RECORDS FOR THIS EXERCISE:
[start]

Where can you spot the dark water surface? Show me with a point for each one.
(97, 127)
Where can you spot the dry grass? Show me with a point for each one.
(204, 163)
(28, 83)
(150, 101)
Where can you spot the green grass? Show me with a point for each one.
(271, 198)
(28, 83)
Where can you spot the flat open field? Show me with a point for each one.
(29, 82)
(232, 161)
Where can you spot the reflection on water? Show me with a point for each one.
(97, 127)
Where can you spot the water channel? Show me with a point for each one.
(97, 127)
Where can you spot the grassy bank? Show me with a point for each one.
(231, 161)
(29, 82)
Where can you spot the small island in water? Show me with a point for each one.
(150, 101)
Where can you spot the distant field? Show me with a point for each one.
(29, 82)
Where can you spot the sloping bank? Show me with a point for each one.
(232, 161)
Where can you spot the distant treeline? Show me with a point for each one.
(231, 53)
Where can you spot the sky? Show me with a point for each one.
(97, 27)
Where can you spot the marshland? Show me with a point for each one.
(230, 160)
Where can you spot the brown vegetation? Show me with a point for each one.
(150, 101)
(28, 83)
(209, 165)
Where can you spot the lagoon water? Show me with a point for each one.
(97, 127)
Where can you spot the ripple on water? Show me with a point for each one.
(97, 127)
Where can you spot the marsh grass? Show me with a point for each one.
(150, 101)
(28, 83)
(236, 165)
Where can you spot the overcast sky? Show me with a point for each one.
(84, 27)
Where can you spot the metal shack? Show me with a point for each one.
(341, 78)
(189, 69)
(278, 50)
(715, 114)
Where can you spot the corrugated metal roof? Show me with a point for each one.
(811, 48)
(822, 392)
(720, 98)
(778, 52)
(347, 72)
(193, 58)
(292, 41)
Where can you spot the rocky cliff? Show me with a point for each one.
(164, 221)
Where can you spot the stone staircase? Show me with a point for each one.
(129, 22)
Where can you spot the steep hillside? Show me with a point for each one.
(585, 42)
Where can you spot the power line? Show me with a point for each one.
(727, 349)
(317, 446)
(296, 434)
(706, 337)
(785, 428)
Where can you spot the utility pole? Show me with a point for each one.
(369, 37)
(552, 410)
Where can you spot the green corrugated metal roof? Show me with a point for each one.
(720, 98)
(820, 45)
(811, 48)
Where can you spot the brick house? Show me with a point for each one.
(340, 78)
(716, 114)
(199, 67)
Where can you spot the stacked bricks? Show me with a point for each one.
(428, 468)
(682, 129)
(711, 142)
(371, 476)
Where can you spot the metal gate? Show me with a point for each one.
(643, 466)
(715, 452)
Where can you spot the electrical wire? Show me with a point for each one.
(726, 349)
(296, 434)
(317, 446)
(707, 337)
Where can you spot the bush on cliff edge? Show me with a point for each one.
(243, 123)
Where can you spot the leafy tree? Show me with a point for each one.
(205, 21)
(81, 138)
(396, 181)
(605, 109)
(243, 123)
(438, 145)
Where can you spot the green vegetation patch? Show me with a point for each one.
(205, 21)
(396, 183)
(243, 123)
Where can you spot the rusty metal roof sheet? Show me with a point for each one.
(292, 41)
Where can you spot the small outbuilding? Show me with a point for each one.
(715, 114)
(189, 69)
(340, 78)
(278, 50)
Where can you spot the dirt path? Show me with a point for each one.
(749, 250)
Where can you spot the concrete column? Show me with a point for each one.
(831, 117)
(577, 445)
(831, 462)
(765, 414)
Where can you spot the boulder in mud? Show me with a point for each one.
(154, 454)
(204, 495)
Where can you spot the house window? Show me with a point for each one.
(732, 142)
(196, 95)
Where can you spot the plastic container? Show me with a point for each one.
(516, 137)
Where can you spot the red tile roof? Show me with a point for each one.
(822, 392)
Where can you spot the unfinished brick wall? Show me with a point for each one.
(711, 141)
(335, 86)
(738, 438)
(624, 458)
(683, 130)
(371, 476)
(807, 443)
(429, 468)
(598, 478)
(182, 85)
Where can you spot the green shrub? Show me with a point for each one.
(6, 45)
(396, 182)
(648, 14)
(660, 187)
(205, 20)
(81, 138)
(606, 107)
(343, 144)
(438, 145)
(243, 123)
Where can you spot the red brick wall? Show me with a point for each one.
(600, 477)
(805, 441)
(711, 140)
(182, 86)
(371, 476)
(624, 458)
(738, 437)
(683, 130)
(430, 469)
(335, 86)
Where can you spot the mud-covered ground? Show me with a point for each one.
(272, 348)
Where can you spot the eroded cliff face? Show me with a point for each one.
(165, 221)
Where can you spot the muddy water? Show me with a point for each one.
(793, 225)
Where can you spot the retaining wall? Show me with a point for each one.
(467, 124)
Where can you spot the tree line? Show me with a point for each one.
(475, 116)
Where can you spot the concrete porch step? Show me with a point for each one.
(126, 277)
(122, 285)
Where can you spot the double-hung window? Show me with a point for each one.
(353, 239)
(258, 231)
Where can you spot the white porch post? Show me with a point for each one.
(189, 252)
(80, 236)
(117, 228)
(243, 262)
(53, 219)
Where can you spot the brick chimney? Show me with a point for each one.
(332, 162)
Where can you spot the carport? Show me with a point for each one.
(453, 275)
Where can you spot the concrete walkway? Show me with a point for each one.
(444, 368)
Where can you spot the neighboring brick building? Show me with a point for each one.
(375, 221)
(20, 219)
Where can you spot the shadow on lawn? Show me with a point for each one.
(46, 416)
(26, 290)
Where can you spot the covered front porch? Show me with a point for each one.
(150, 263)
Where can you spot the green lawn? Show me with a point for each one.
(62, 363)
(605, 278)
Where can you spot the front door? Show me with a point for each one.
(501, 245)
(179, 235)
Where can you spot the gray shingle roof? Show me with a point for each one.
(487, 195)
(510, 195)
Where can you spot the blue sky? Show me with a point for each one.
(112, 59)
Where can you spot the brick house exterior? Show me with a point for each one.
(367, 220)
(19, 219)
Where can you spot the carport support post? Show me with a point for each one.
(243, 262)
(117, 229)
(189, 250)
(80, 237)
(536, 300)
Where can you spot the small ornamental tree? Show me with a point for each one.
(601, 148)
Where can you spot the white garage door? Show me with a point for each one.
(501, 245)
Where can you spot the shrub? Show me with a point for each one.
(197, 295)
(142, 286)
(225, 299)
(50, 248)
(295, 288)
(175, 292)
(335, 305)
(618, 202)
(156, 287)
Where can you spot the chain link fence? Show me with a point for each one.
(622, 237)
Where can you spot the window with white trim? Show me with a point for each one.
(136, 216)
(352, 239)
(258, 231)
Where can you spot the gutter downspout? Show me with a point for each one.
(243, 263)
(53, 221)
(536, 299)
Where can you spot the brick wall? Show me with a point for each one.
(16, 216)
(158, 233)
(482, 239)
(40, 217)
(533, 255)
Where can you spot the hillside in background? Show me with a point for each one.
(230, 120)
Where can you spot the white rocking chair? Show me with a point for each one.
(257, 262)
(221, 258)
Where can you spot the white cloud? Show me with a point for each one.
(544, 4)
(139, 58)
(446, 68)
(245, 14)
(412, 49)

[end]

EXERCISE PROMPT:
Take the lines above and retype all of them exactly.

EXERCISE RESULT:
Where can you spot the dark water surface? Show me with a point for each one.
(97, 127)
Where can you spot the dry grass? Show me with a point for each one.
(204, 163)
(28, 83)
(150, 101)
Where can you spot the green grass? Show me with a point for each one.
(271, 198)
(28, 83)
Where can you spot the flat open field? Show me with a point for each one.
(29, 82)
(232, 161)
Where can you spot the reflection on water? Show me with a point for each one.
(97, 127)
Where can you spot the water channel? Show me with a point for each one.
(97, 127)
Where can you spot the grassy bank? Show me with a point for each one.
(231, 161)
(29, 82)
Where can you spot the small island in water? Show me with a point for each one.
(150, 101)
Where can you spot the distant field? Show me with a point for each one.
(29, 82)
Where can you spot the sloping bank? Show me with a point for each one.
(232, 161)
Where can you spot the distant treeline? Show me with a point for each one.
(231, 53)
Where can you spot the sky? Show me with a point for each one.
(97, 27)
Where can you spot the marshland? Show me with a point for each one.
(230, 160)
Where can you spot the brown vegetation? Show me with a point for each one.
(150, 101)
(28, 83)
(209, 165)
Where can you spot the lagoon water? Show me with a point for each one.
(97, 127)
Where can you spot the ripple on water? Show me with a point for each one.
(97, 127)
Where can you spot the marsh grass? Show me with a point for each one.
(150, 101)
(28, 83)
(236, 165)
Where can you spot the overcast sky? Show me with a point for each one.
(84, 27)
Where can you spot the metal shack? Show me with a point for each one.
(341, 78)
(189, 69)
(278, 50)
(715, 114)
Where can you spot the corrugated metal roof? Show me with a point for each one.
(811, 48)
(822, 392)
(720, 98)
(778, 52)
(347, 72)
(193, 58)
(292, 41)
Where can you spot the rocky cliff? Show me with a point for each one.
(164, 221)
Where can you spot the stone staircase? Show me with a point for each one.
(129, 22)
Where can you spot the steep hillside? Show me with a point for each one.
(585, 42)
Where can you spot the power line? Show me with a point for each one.
(727, 349)
(317, 446)
(296, 434)
(706, 337)
(785, 428)
Where can you spot the utility pole? Show me with a point for each one.
(369, 37)
(552, 410)
Where can you spot the green corrugated metal roof? Show me with a point for each one.
(720, 98)
(820, 45)
(811, 48)
Where can you spot the brick house? Show me with a point for each one.
(340, 78)
(716, 114)
(199, 67)
Where can you spot the stacked bricks? Show me with a point for each one.
(428, 468)
(682, 129)
(711, 142)
(371, 476)
Where can you spot the metal gate? Show me with a point for each one.
(643, 466)
(715, 452)
Where can you spot the electrical wire? Show me with a point for each one.
(726, 349)
(296, 434)
(317, 446)
(707, 337)
Where can you spot the bush on cliff edge? Show me with a point for each one.
(243, 123)
Where can you spot the leafy tree? Show me with a point for each one.
(205, 21)
(81, 138)
(396, 181)
(605, 109)
(243, 123)
(438, 145)
Where can you spot the green vegetation patch? Show me with a point for each one.
(205, 21)
(396, 183)
(243, 123)
Where can you spot the rusty metal roof sheet? Show me with a point for each one.
(292, 41)
Where can you spot the small outbuilding? Show me with a point for each one.
(715, 114)
(189, 69)
(340, 78)
(278, 50)
Where can you spot the dirt path? Show me with a point for each one.
(749, 250)
Where can you spot the concrete column? Show me with a point for each one.
(831, 117)
(577, 445)
(831, 462)
(765, 414)
Where can you spot the boulder in mud? Show me with a point for each one.
(154, 454)
(204, 495)
Where can you spot the house window? Show me with a point for each one.
(732, 142)
(196, 95)
Where can you spot the plastic container? Show me with a point for each one.
(516, 137)
Where can you spot the red tile roof? Show me with a point for each one.
(822, 392)
Where can you spot the unfinished brick wall? Show me with a point for each one.
(711, 141)
(335, 86)
(738, 438)
(624, 458)
(683, 130)
(371, 476)
(807, 443)
(429, 468)
(598, 478)
(182, 85)
Where can you spot the green shrub? Show me with a point for each one.
(6, 45)
(396, 182)
(648, 14)
(660, 187)
(205, 20)
(81, 138)
(606, 107)
(343, 144)
(438, 145)
(243, 123)
Where can you spot the red brick wall? Show me with a point for each one.
(600, 477)
(805, 441)
(711, 140)
(182, 86)
(371, 476)
(624, 458)
(738, 437)
(683, 130)
(430, 469)
(335, 86)
Where can you spot the mud-covered ground? Show me with a point for each one.
(272, 348)
Where can you spot the eroded cliff face? Show me with a point for each one.
(165, 221)
Where can you spot the muddy water? Show me with a point for each one.
(793, 225)
Where can you spot the retaining wall? Show me with a point for each one.
(467, 124)
Where can you spot the tree line? Show me with a point for each one.
(475, 116)
Where can you spot the concrete porch step? Show me with a point for each one.
(126, 277)
(122, 285)
Where can you spot the double-hung window? Show me with a point for each one.
(353, 239)
(258, 231)
Where can you spot the white porch post? Show me with a point for each one.
(189, 252)
(80, 236)
(117, 228)
(243, 262)
(53, 219)
Where can you spot the brick chimney? Show me with a point for each one.
(332, 162)
Where can you spot the carport? Show me with a point for each one.
(453, 275)
Where can you spot the concrete walkway? Show me with a point for each one.
(444, 368)
Where can you spot the neighboring brick building? Show me with a point for each one.
(375, 221)
(20, 219)
Where can you spot the shadow on lawn? Show me with a point for each one.
(46, 416)
(26, 290)
Where can you spot the covered front porch? Show me with a point for each one.
(150, 263)
Where can you spot the green lawn? Show me with a point for each one.
(62, 363)
(605, 278)
Where can you spot the front door? Show me with a point for each one.
(501, 245)
(179, 235)
Where can you spot the gray shingle roof? Show me with a point for each one.
(487, 195)
(510, 195)
Where can you spot the blue sky? Show me with a point for each one.
(112, 59)
Where can you spot the brick house exterior? Show me with a point for each one.
(367, 220)
(19, 219)
Where can you spot the carport support post? Show me with a point for each one.
(243, 262)
(117, 229)
(189, 250)
(80, 237)
(536, 300)
Where can you spot the small ornamental tree? Show me with a point for each one.
(601, 148)
Where can you spot the white garage door? Show me with a point for each one.
(501, 245)
Where can you spot the shrub? Show me with a point for each one.
(197, 295)
(142, 286)
(225, 299)
(50, 248)
(295, 288)
(175, 292)
(335, 305)
(618, 202)
(156, 287)
Where can you spot the chain link fence? Show me with a point for each one.
(622, 237)
Where can you spot the window with white trim? Show me with a point for each one.
(136, 216)
(352, 239)
(258, 231)
Where can you spot the gutter downspout? Show me with a point for each one.
(243, 263)
(53, 221)
(536, 299)
Where can you spot the brick wall? Show me with a point for each one.
(16, 216)
(158, 233)
(482, 239)
(40, 217)
(533, 255)
Where can you spot the hillside in background? Show me with a point for each one.
(230, 120)
Where can you spot the white rocking chair? Show me with a point for each one.
(257, 262)
(221, 258)
Where can you spot the white cloud? Show me with a point for each one.
(544, 4)
(139, 58)
(446, 68)
(245, 14)
(412, 49)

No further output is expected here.